TEXT EXCERPT:
In this post, I’m going to tell you what to look for when searching for a good public school. FIRST: Charter Schools are not real public schools. Do not forget that.

Charter Schools are not REAL public schools.

Public schools have what’s known as school report cards that can be found on-line. Those reports are supposed to report a lot of info.

Always ignore the standardized test score rankings.

Low standardized test scores basically reveal how many children at a public school live in poverty. A high child poverty rate at a public school is what brings those stupid, useless tests scores down, not the teachers.

Higher test scores for a public school usually reveals it is located in a more expensive area where many of the parents are college educated and/or earn more money.

If the public school report card has the following information, use it to determine if it is a good public school.Look for the average level of education for the teachers at the school and the turnover rate. If most of the teachers have a higher level graduate degree, in the subject area they teach, then they probably know what they’re doing and are good at it.

If the public or charter school has a high turnover rate for its teachers, those schools are in trouble and probably are being mismanaged by its district administrators and maybe the site administrators, too. Those not a public Charter Schools have a reputation for high teacher turnover and harsh disclpline for both teachers and students.

Many administrators have never taught, and many of them couldn’t teach their way out of a paper bag if their lives depended on it.

Rows from a data collection:
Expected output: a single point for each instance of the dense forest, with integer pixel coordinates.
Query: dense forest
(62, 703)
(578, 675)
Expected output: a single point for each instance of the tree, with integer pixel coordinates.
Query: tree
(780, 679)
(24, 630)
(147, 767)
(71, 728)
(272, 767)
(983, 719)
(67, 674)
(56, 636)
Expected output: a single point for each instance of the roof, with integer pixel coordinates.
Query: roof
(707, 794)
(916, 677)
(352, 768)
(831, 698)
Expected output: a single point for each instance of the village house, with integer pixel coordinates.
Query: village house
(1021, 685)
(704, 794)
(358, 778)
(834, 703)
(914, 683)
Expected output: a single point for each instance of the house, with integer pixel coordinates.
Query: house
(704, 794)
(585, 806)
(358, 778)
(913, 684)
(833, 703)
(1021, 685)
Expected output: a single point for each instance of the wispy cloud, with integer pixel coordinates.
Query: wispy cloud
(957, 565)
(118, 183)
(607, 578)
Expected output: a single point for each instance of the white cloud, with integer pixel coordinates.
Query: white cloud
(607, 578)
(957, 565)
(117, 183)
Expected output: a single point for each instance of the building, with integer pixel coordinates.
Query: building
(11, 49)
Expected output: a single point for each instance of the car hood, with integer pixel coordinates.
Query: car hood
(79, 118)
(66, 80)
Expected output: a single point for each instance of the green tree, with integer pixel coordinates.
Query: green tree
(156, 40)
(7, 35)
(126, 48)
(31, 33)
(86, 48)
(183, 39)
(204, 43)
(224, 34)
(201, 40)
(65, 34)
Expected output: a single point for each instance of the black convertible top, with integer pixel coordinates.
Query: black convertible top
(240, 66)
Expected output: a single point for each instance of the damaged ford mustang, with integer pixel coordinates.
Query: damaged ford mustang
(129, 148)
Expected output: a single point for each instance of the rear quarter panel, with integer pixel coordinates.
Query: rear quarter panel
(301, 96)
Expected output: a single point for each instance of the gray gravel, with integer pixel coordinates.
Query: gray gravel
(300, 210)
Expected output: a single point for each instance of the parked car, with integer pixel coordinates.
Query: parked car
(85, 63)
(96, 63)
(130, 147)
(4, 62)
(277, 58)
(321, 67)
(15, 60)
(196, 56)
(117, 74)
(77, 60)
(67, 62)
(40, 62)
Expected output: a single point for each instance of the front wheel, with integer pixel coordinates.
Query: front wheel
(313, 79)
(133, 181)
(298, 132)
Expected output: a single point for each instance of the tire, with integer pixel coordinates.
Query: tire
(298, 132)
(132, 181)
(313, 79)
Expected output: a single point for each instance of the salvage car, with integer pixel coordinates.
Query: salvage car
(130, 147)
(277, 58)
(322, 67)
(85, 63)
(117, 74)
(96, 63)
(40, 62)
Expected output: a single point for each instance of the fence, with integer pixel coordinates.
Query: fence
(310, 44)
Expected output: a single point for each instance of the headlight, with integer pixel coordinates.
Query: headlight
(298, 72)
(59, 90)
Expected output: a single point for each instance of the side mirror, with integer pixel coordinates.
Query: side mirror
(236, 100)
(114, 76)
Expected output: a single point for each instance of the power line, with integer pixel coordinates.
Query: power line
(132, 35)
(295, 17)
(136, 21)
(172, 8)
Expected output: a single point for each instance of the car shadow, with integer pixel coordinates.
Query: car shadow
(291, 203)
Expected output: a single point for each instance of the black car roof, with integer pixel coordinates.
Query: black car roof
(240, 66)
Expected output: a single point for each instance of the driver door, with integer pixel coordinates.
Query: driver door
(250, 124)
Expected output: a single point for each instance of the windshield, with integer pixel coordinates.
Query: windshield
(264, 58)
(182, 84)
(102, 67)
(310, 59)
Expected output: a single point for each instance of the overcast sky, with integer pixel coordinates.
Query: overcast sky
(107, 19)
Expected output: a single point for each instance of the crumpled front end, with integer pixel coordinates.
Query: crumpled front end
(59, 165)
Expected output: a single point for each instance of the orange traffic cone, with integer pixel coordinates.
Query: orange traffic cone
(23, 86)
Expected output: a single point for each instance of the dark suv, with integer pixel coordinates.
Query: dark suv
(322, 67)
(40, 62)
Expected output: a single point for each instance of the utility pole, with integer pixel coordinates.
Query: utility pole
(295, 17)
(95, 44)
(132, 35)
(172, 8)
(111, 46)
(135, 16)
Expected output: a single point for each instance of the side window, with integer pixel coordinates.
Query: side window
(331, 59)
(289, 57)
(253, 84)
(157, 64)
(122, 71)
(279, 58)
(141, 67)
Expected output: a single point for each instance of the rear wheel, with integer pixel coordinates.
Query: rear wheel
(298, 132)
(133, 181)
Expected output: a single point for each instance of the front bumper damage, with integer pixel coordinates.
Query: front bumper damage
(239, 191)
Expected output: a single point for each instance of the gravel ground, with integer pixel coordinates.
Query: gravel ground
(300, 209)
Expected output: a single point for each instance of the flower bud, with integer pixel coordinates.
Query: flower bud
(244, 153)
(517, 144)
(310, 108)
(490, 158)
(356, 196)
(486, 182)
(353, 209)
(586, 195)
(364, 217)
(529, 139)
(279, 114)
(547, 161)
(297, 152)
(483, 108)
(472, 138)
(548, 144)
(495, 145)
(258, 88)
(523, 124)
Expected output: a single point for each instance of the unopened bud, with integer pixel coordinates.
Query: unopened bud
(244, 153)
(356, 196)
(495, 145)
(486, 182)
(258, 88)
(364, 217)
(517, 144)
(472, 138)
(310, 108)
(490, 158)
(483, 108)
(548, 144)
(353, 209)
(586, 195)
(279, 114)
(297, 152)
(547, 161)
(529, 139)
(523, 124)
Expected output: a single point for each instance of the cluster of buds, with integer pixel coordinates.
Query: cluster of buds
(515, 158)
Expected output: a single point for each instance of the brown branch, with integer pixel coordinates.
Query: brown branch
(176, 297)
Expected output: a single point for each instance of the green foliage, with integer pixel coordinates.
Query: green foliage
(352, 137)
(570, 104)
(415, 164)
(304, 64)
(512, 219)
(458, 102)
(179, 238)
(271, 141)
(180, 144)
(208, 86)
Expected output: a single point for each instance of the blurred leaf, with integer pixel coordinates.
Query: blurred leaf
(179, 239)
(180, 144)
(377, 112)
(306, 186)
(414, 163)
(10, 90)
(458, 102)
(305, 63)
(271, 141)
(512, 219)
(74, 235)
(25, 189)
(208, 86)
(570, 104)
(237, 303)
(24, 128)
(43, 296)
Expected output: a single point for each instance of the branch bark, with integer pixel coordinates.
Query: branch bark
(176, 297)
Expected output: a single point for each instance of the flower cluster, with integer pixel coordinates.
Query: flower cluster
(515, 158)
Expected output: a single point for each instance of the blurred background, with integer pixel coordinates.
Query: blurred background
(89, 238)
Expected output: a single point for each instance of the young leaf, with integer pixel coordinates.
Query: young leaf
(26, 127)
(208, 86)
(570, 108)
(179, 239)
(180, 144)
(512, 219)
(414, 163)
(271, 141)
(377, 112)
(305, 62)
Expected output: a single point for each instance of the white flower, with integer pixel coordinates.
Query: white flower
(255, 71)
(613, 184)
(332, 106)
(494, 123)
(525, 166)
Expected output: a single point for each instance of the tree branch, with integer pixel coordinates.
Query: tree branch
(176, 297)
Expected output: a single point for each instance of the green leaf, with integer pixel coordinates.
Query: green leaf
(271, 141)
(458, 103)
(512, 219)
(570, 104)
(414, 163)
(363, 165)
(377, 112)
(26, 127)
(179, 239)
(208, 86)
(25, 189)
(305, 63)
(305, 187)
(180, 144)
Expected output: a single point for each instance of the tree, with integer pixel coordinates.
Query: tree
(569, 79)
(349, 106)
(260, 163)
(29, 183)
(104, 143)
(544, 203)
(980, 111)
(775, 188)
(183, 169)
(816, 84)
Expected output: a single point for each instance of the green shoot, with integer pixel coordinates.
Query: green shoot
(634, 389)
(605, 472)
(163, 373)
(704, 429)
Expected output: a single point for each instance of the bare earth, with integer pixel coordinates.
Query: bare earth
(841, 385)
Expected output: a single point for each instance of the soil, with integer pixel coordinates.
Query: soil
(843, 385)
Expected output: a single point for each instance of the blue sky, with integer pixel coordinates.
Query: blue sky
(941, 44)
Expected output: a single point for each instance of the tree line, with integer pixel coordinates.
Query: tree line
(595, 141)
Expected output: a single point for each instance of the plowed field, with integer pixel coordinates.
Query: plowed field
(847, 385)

WHAT YOU WILL DO:
**1)** In the text on choosing a good public school, what do low standardized test scores basically reveal?
**2)** Continue the text on choosing a good public school from its last sentence.

ANSWERS:
**1)** They reveal how many children at the public school live in poverty.

**2)**
Still, you can ask how many of the administrators at a public school and the ones in the district office were teachers for at least six years before moving to administration. If the top admin never taught, they probably do not know what they are doing because they do not know the challenges teachers face in public school classrooms.

If the public school has a low teacher turnover rate and hangs on to its teachers for long periods of time, those are the public schools you want to focus on. The teachers that stay are more dedicated and work harder. It’s a demanding, challenging job that drives out the undedicated teachers really fast.

A lower teacher turnover rate also usually means the administrators probably know how tough teaching really is. Good public schools do not focus on teaching to raise those damn standardized test scores. They focus on supporting their teachers so they can teach the children instead.

Teachers that don’t learn how to manage their classes and/or can’t stand the pressure burn out faster and leave sooner.

Incompetent administrators, in public schools and those private sector Charter Schools speed up teacher burnout when they focus more on those useless and often misleading standardized test results instead of supporting teachers so they can teach, not to the test, but what their students should be learning.

A good teacher often works more than 50 hours a week while only teaching about 25 of those hours. Teaching is like an iceberg. Most of the work teachers do takes place out of sight, before and after school and on the weekends. When I was still teaching (1975 – 2005), my work weeks often ran 60 to 100 hours when I added all the time I put in: correcting student work at home, doing grades at home, calling parents from school and at home, planning lessons at school and at home, et al.

It’s not easy to manage your classes, teach. and do all that stuff during regular school hours.

I’m a former US Marine and combat vet. Teaching was tougher and more demanding than any other job I’ve had in my life (I worked in the private sector for about 15 years, too), including being a combat Marine.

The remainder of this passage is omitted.